-- Fragmento de página --
========================================

La historia de Douglas Kelley y su papel clave en Núremberg

Cuando el mundo intentaba comprender la magnitud de los crímenes cometidos por el régimen nazi tras la Segunda Guerra Mundial, una pregunta urgente rondaba entre los Aliados: ¿podían los máximos jerarcas nazis responder penalmente por sus actos o estaban mentalmente incapacitados? La respuesta quedó en manos del psiquiatra estadounidense Douglas M. Kelley, cuya evaluación resultó decisiva para el rumbo de los juicios de Núremberg.
Los juicios de Núremberg marcaron un momento histórico: era la primera vez que los vencedores de una guerra procesaban a los líderes de un Estado derrotado. Las dificultades legales y técnicas fueron enormes, desde definir los delitos hasta garantizar un debido proceso mínimamente respetuoso.
Pero antes de cualquier deliberación, había una pregunta que nadie podía ignorar: ¿estaban sanos mentalmente los acusados? Si no lo estaban, su responsabilidad penal quedaría en duda. Kelley, egresado de la Universidad de California y veterano del ejército donde trató a soldados con “shock de guerra”, fue elegido para evaluar a la cúpula del Tercer Reich apresada por los Aliados.

========================================

-- Datos recogidos --
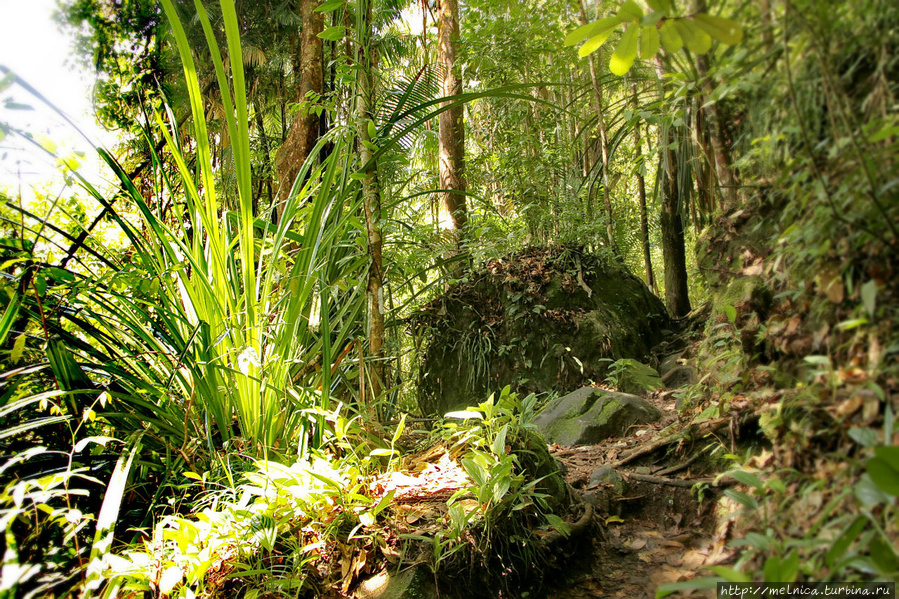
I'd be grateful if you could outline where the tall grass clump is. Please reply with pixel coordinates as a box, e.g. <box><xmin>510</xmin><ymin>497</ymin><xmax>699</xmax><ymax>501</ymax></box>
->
<box><xmin>0</xmin><ymin>0</ymin><xmax>368</xmax><ymax>595</ymax></box>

========================================

-- Partes del ejercicio --
1 > Anota todos los nombres propios del texto sobre Douglas Kelley que no sean nombres de persona.
2 > Según el texto sobre Douglas Kelley, ¿de qué universidad egresó Kelley?
3 > Vuelve a escribir la parte del texto sobre Douglas Kelley que empieza en "La historia de" y termina en "juicios de Núremberg.".

-- Respuestas dadas --
1 > Núremberg, Segunda Guerra Mundial, Aliados, Universidad de California, Tercer Reich

2 > De la Universidad de California.

3 >
La historia de Douglas Kelley y su papel clave en Núremberg

Cuando el mundo intentaba comprender la magnitud de los crímenes cometidos por el régimen nazi tras la Segunda Guerra Mundial, una pregunta urgente rondaba entre los Aliados: ¿podían los máximos jerarcas nazis responder penalmente por sus actos o estaban mentalmente incapacitados? La respuesta quedó en manos del psiquiatra estadounidense Douglas M. Kelley, cuya evaluación resultó decisiva para el rumbo de los juicios de Núremberg.